The mitogenome does not possess stretches of homopolymers like the ones observed in O. dioica. There is also no evidence of mitochondrial introns. Thus, we could translate its open reading frames (ORFs) with no interruptions. We found a total of 9 protein coding genes, two pseudogenes (fragments of cox3) and 2 tRNA genes, all on the same strand (Table S1), but could not annotate ribosomal RNA genes, although the length of the remaining unannotated regions suggest that they may be present. We were only able to detect tRNA genes for Leucine and Valine.
Eight out of the nine protein-coding genes match known mitochondrial proteins without ambiguity. Previous work on other species suggests that synteny is usually not conserved in tunicates.20 Indeed, we found that the gene order bears no resemblance to the one of O. dioica5,6 nor to the one of O. longicauda21 (scaffold SCLD01101138.1) nor to one in the stolidobranch ascidians Herdmania momus and Halocynthia roretzi.
We also found an ORF with homology to the putative NADH dehydrogenase 2 (nad2) reported by Klirs et al.,6 and we also found matches in other appendicularian species, confirming its presence across Oikopleuridae (Fig. S2). Searches using BLASTp on the non-redundant protein sequences database did not yield hits, and a tBLASTx search on whole-genome shotgun contigs database of tunicates (taxid:7712) matched a predicted Oikopleura longicauda mitochondrial contig (SCLD01139119.1) which is different from the one we used for the phylogenetic analysis and misses four of the eight expected mitochondrial proteins. The predicted structure of the putative nad2 using colabfold17 consists of alpha helices (Fig. S3), similar to reported nad2 protein from human (PDB IDs: 5XTC chain Q). This observation might have been caused by tunicates having fast evolving mitochondria,20 and the coverage gap in the database that currently is available.
We extended the automatic gene annotation to the longest ORF which has stop codons (TAA, TAG) and start codons (TTG, ATA, ATG, GTG) accepted by the ascidian mitochondrial code.7 Nevertheless, due to the variability of initiation tRNA, we cannot rule out the possibility of the translation start codon being different, for example Halocynthia roretzi uses ATT as a start codon.22
The codon usage (table S2) shows that, while TGA codes for tryptophan in tunicates, it is used in less than 5% of the tryptophan positions. Furthermore, these TGA codons were only found in the most N-terminal region of cox2, which is not well supported by alignment to other appendicularians and has a possible alternative start site downstream of these codons. Thus, depending on the real position of cox2’s translation start site, it is possible that the TGA codon is not used in this genome, similar to what was reported for O. longicauda on the cox1 and cob genes.7 Other than that, there are several other codon biases, such as towards TTG (39.7% and TTA (30.4%) for leucine. Another bias is present towards GTG that is coding for valine (56.7%).

- [EXCERPTED RECORDS]:
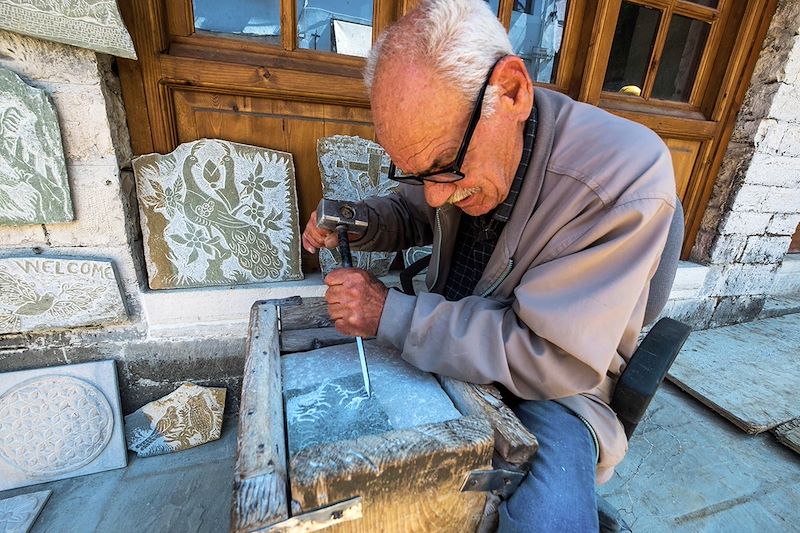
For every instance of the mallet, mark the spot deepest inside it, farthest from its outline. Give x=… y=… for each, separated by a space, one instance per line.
x=344 y=217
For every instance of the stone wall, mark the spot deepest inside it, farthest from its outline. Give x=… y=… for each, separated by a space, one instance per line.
x=755 y=205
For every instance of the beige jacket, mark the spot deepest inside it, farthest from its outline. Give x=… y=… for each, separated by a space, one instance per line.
x=560 y=305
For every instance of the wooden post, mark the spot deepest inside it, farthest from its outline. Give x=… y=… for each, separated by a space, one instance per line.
x=259 y=489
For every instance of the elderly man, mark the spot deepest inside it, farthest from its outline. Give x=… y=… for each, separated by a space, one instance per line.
x=547 y=219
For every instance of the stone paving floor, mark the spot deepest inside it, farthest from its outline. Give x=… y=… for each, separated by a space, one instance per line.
x=688 y=470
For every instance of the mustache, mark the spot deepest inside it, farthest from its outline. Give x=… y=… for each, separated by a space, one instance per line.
x=461 y=194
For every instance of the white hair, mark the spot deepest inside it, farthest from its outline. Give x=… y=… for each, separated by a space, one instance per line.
x=459 y=39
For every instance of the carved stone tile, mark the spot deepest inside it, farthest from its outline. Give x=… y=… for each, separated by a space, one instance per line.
x=326 y=401
x=38 y=293
x=218 y=213
x=17 y=514
x=33 y=176
x=187 y=417
x=93 y=24
x=353 y=168
x=59 y=422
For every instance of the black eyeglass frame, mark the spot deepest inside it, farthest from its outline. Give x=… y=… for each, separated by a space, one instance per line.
x=453 y=171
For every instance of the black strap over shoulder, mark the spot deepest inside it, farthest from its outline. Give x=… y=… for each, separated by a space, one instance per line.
x=407 y=275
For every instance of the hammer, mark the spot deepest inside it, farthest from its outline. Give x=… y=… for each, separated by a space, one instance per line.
x=345 y=217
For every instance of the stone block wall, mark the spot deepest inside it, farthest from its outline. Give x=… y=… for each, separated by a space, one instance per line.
x=755 y=206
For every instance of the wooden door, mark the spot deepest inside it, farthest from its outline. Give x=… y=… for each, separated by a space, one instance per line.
x=681 y=68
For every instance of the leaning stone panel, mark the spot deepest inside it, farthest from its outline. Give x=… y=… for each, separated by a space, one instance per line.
x=59 y=422
x=93 y=24
x=218 y=213
x=353 y=168
x=39 y=293
x=33 y=176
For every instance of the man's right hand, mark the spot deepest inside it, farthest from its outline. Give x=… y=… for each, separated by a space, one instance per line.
x=315 y=238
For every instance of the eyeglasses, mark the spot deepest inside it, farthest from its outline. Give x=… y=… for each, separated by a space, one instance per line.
x=452 y=172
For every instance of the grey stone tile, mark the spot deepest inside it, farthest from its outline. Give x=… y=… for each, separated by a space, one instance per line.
x=42 y=292
x=33 y=175
x=96 y=25
x=352 y=168
x=218 y=213
x=59 y=422
x=18 y=513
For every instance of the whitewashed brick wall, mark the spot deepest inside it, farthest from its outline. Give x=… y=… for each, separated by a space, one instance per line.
x=755 y=206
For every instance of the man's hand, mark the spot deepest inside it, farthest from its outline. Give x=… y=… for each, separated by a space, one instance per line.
x=355 y=301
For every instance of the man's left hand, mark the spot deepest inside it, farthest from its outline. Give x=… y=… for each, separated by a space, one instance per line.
x=355 y=301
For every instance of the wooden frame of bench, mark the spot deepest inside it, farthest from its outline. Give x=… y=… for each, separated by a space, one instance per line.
x=260 y=490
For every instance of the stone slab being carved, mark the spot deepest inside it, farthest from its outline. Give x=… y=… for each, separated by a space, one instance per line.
x=18 y=514
x=189 y=416
x=39 y=293
x=33 y=176
x=353 y=168
x=326 y=401
x=59 y=422
x=93 y=24
x=218 y=213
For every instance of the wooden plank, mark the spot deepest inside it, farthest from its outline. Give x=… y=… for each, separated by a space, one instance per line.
x=302 y=340
x=408 y=479
x=747 y=372
x=788 y=434
x=512 y=440
x=259 y=489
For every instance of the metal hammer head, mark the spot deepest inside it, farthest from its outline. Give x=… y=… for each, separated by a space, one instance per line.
x=334 y=213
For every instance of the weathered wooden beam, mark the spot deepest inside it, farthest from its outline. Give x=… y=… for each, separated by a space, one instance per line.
x=303 y=340
x=259 y=489
x=513 y=442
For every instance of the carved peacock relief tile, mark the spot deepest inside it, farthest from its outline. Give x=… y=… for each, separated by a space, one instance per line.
x=218 y=213
x=59 y=422
x=353 y=168
x=33 y=175
x=93 y=24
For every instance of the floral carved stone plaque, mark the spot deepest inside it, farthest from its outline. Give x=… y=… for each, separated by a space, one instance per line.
x=218 y=213
x=38 y=293
x=33 y=176
x=59 y=422
x=93 y=24
x=353 y=168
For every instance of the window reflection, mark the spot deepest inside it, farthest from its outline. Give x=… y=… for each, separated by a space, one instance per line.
x=686 y=41
x=242 y=17
x=343 y=26
x=537 y=27
x=632 y=47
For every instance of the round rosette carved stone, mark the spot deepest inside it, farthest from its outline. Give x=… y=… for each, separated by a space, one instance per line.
x=52 y=425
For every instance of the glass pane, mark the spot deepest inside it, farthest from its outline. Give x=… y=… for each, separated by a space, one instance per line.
x=343 y=26
x=242 y=17
x=631 y=49
x=686 y=41
x=707 y=3
x=536 y=30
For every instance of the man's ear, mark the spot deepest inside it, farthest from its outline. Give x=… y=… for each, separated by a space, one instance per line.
x=516 y=88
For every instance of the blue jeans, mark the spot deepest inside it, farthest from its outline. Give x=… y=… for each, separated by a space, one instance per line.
x=558 y=494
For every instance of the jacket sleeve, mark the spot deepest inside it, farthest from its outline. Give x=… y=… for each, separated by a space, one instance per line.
x=397 y=221
x=557 y=335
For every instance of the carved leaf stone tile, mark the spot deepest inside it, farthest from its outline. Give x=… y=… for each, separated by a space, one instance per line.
x=59 y=422
x=93 y=24
x=353 y=168
x=40 y=293
x=189 y=416
x=33 y=176
x=18 y=513
x=218 y=213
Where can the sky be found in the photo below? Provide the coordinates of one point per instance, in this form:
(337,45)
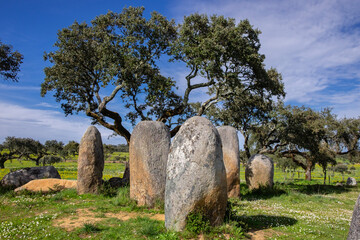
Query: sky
(315,45)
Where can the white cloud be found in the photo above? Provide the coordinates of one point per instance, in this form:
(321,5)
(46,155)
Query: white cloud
(45,125)
(13,86)
(314,44)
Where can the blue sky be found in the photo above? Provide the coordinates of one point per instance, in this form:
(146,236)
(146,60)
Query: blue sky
(314,44)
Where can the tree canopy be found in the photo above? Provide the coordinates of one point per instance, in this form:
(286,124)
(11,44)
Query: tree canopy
(9,62)
(116,59)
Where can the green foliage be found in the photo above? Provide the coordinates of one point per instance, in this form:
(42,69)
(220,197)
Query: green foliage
(118,51)
(196,222)
(9,62)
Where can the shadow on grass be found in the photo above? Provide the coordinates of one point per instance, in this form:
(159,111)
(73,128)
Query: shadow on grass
(286,188)
(311,189)
(260,222)
(261,193)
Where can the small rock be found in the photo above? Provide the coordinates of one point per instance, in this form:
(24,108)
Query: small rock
(259,171)
(148,153)
(351,181)
(117,182)
(20,177)
(231,156)
(47,185)
(196,176)
(90,162)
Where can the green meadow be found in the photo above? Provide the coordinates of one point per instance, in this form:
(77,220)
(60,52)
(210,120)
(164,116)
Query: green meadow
(293,209)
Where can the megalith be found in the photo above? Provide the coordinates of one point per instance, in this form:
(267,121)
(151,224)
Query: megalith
(90,162)
(259,172)
(148,152)
(231,156)
(354,232)
(196,177)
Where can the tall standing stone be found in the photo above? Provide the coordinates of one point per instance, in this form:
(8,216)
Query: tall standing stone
(354,232)
(259,172)
(149,149)
(196,177)
(90,162)
(231,156)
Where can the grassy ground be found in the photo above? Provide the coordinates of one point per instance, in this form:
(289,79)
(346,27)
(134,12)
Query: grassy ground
(294,209)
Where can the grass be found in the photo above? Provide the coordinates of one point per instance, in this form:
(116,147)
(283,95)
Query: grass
(293,209)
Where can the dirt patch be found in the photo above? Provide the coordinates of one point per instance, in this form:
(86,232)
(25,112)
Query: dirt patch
(87,215)
(263,234)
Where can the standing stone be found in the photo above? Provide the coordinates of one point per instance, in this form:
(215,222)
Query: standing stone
(90,162)
(196,177)
(351,181)
(354,232)
(148,152)
(231,156)
(259,172)
(23,176)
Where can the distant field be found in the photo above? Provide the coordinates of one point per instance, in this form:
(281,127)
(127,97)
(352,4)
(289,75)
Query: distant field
(68,169)
(113,168)
(293,209)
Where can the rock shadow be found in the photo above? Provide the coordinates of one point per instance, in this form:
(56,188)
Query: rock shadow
(317,189)
(261,193)
(260,222)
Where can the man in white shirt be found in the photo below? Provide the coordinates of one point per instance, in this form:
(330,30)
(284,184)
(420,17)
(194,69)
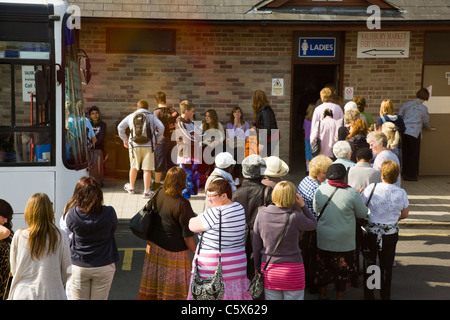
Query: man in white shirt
(327,97)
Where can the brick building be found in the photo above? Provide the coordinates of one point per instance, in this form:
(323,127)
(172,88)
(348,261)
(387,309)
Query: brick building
(216,53)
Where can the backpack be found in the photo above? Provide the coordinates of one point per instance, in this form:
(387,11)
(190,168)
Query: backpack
(168,117)
(140,131)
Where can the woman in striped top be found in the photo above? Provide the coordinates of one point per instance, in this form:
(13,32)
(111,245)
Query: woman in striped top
(284,277)
(234,260)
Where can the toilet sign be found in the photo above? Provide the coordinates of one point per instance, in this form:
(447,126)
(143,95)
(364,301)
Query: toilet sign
(317,47)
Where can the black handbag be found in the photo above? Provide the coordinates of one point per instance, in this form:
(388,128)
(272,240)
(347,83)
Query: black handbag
(141,223)
(211,288)
(257,284)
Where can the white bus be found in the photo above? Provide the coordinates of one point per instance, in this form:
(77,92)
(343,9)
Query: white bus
(43,143)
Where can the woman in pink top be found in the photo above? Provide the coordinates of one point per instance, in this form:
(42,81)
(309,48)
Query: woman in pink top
(284,276)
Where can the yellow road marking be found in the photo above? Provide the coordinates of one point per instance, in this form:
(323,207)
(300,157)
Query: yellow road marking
(424,234)
(128,257)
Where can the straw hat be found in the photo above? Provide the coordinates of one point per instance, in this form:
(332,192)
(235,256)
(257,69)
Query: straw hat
(275,167)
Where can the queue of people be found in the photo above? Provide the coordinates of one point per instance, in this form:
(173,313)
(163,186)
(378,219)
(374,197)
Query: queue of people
(315,228)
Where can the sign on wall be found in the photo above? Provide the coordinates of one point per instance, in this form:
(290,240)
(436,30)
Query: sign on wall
(317,47)
(386,44)
(277,86)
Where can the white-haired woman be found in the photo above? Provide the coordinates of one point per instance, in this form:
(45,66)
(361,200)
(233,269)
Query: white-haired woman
(342,150)
(378,143)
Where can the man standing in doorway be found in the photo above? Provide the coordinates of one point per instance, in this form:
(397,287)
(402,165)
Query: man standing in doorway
(145,132)
(415,116)
(163,151)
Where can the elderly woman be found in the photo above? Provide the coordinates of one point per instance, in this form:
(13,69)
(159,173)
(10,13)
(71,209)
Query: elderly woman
(232,250)
(307,188)
(357,137)
(284,276)
(336,230)
(167,263)
(387,206)
(387,115)
(378,143)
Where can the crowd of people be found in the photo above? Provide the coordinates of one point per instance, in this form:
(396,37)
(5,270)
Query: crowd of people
(254,220)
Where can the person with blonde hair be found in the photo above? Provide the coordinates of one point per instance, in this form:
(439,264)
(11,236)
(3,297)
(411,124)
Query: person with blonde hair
(387,206)
(40,255)
(357,137)
(307,188)
(307,131)
(393,138)
(284,275)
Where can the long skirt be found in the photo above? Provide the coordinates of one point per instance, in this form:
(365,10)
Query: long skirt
(335,266)
(234,269)
(165,275)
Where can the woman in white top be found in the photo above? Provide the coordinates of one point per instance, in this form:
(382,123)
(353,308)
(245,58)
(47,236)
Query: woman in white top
(378,143)
(387,206)
(40,255)
(232,245)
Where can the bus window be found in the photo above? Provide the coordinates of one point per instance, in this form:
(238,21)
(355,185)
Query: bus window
(75,133)
(25,127)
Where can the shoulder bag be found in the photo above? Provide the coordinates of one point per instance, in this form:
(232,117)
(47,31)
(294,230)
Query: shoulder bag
(211,288)
(141,223)
(257,285)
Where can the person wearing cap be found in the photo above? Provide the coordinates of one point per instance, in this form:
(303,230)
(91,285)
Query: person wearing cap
(252,195)
(326,96)
(224,167)
(336,230)
(276,169)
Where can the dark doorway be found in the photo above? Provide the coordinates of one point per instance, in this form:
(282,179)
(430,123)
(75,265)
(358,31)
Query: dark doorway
(309,79)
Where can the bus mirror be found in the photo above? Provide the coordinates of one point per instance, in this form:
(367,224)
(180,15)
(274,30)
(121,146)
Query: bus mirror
(85,66)
(41,87)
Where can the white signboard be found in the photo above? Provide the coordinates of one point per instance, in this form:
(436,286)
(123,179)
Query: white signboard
(28,85)
(385,44)
(277,86)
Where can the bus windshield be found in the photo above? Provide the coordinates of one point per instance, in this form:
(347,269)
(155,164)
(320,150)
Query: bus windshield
(28,102)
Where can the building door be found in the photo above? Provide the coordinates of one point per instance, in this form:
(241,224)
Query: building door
(308,80)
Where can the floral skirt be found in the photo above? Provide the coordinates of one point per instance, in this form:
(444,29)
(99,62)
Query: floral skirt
(335,266)
(166,275)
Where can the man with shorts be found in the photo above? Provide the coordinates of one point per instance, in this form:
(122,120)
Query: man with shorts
(163,151)
(145,131)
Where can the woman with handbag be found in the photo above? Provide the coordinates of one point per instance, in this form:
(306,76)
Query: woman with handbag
(387,206)
(167,264)
(276,251)
(221,251)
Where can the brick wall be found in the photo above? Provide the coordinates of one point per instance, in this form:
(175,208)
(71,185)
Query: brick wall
(378,79)
(214,67)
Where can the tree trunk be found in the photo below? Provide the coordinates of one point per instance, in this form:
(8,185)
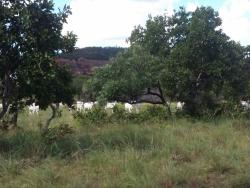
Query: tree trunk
(6,95)
(46,126)
(15,114)
(167,105)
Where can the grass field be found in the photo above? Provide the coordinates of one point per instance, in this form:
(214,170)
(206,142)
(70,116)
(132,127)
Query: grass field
(179,153)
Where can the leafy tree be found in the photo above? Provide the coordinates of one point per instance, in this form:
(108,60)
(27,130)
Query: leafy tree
(131,75)
(185,57)
(30,34)
(203,63)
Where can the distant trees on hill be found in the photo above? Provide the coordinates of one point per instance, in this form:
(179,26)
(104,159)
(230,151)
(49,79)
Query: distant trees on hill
(97,53)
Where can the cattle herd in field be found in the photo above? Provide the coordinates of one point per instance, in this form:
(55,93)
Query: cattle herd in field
(86,106)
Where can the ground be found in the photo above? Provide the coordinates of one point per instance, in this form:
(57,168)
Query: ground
(177,153)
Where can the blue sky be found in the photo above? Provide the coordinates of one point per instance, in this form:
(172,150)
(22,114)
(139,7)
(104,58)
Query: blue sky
(110,22)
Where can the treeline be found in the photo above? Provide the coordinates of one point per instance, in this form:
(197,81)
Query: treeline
(184,57)
(97,53)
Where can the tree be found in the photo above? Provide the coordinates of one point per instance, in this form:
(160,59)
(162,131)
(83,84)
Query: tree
(132,75)
(185,57)
(30,34)
(203,63)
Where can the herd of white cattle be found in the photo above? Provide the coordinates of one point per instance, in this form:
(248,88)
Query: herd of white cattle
(86,106)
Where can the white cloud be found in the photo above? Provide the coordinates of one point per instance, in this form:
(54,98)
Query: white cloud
(236,20)
(110,22)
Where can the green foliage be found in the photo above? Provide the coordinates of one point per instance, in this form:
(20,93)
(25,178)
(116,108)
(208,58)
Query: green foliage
(95,116)
(126,77)
(185,57)
(31,39)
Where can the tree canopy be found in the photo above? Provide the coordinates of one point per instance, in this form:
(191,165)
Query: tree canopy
(31,37)
(184,57)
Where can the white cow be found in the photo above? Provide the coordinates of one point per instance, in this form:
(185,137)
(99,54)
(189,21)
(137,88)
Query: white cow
(61,105)
(110,105)
(179,105)
(33,109)
(79,106)
(128,107)
(137,107)
(245,105)
(88,105)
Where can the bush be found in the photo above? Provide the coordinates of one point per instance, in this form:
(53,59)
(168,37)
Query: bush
(60,141)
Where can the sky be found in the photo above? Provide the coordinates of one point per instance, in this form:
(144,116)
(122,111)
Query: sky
(110,22)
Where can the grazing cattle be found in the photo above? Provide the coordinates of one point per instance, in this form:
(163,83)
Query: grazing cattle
(88,105)
(79,105)
(179,105)
(33,109)
(128,107)
(137,107)
(110,105)
(245,105)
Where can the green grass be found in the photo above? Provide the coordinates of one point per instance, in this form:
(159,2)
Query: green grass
(180,153)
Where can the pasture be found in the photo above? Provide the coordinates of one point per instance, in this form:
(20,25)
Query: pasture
(154,153)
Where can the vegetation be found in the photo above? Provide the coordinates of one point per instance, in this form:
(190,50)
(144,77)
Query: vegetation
(30,35)
(185,57)
(180,153)
(97,53)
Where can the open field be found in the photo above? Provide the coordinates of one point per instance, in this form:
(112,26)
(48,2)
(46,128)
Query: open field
(179,153)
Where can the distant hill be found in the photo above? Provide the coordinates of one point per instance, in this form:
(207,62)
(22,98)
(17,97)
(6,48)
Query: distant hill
(85,60)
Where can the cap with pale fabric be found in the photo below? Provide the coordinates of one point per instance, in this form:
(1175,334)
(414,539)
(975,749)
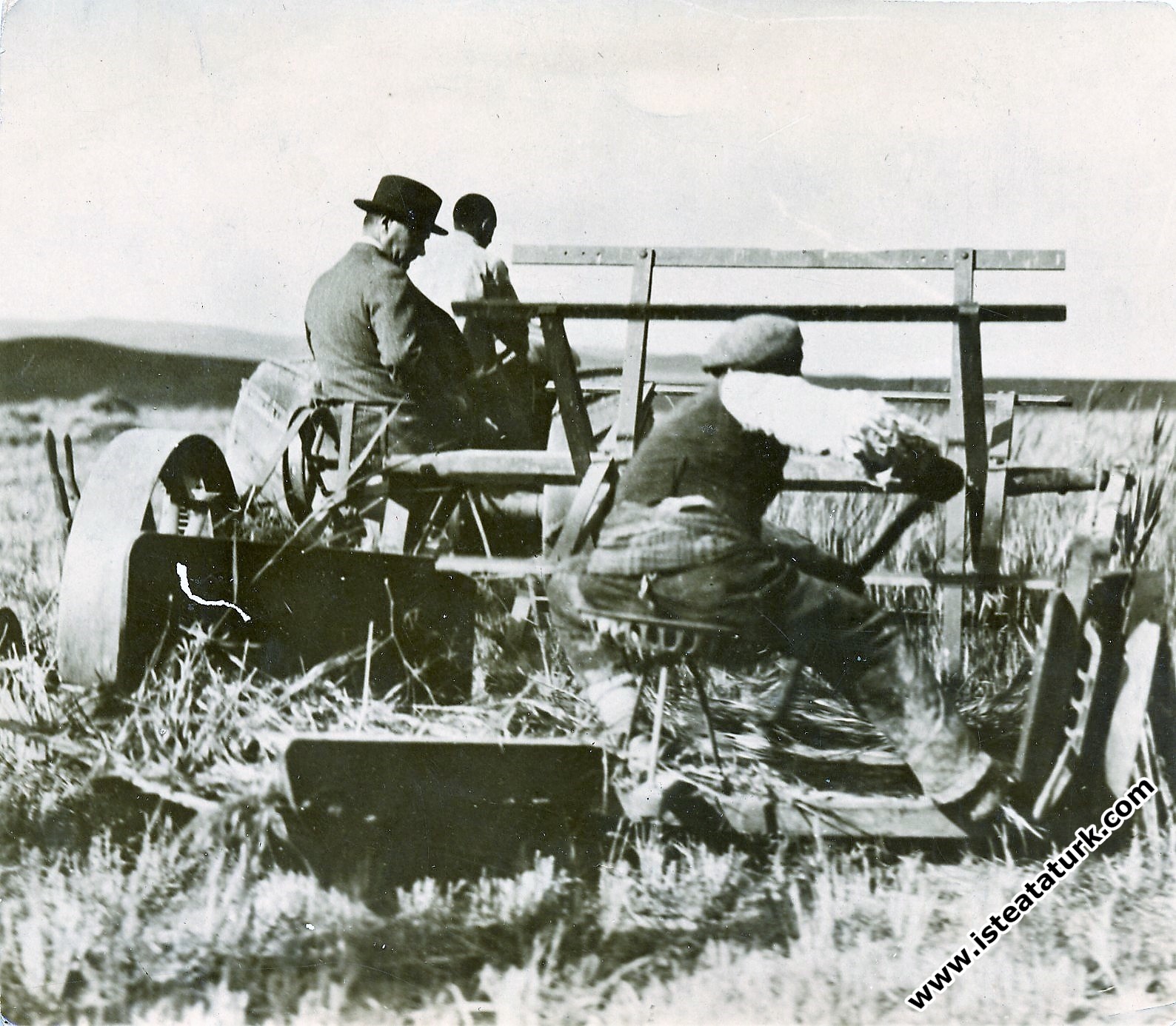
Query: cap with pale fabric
(764,342)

- [WHAT TO WORK ON]:
- a) Rewrite the stretch of the mitogenome passage from "The mitogenome does" through "Leucine and Valine.", replacing "mitogenome" with "mitochondrial genome".
- b) In the mitogenome passage, for which amino acids were tRNA genes detected?
- c) Summarize the mitogenome passage in two sentences.

- [PER-TASK OUTPUTS]:
- a)
The mitochondrial genome does not possess stretches of homopolymers like the ones observed in O. dioica. There is also no evidence of mitochondrial introns. Thus, we could translate its open reading frames (ORFs) with no interruptions. We found a total of 9 protein coding genes, two pseudogenes (fragments of cox3) and 2 tRNA genes, all on the same strand (Table S1), but could not annotate ribosomal RNA genes, although the length of the remaining unannotated regions suggest that they may be present. We were only able to detect tRNA genes for Leucine and Valine.

- b) Leucine and Valine.

- c) The mitogenome has no homopolymer stretches or introns and carries nine protein-coding genes, two cox3 pseudogenes and tRNA genes detected only for leucine and valine, all on the same strand, in a gene order unlike those of the other tunicates compared. A putative nad2 gene was found across Oikopleuridae, and codon usage shows that TGA is rarely or possibly never used for tryptophan, with biases toward TTG and TTA for leucine and GTG for valine.